+++ Exercise material +++

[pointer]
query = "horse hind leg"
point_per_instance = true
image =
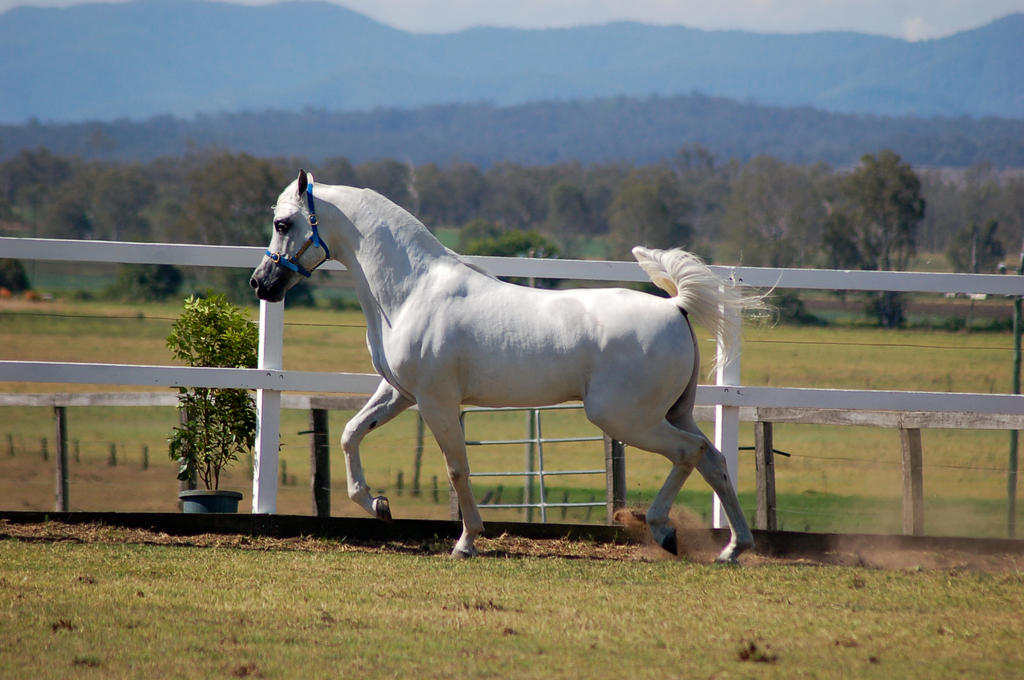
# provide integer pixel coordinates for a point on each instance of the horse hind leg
(714, 469)
(682, 449)
(385, 404)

+++

Give the entries again without a single change, but with no pictures.

→ Written solution:
[pointer]
query = "horse hind leg"
point_per_instance = true
image =
# provide integer pixel coordinates for a point on each instance of the horse hind leg
(714, 469)
(682, 449)
(385, 404)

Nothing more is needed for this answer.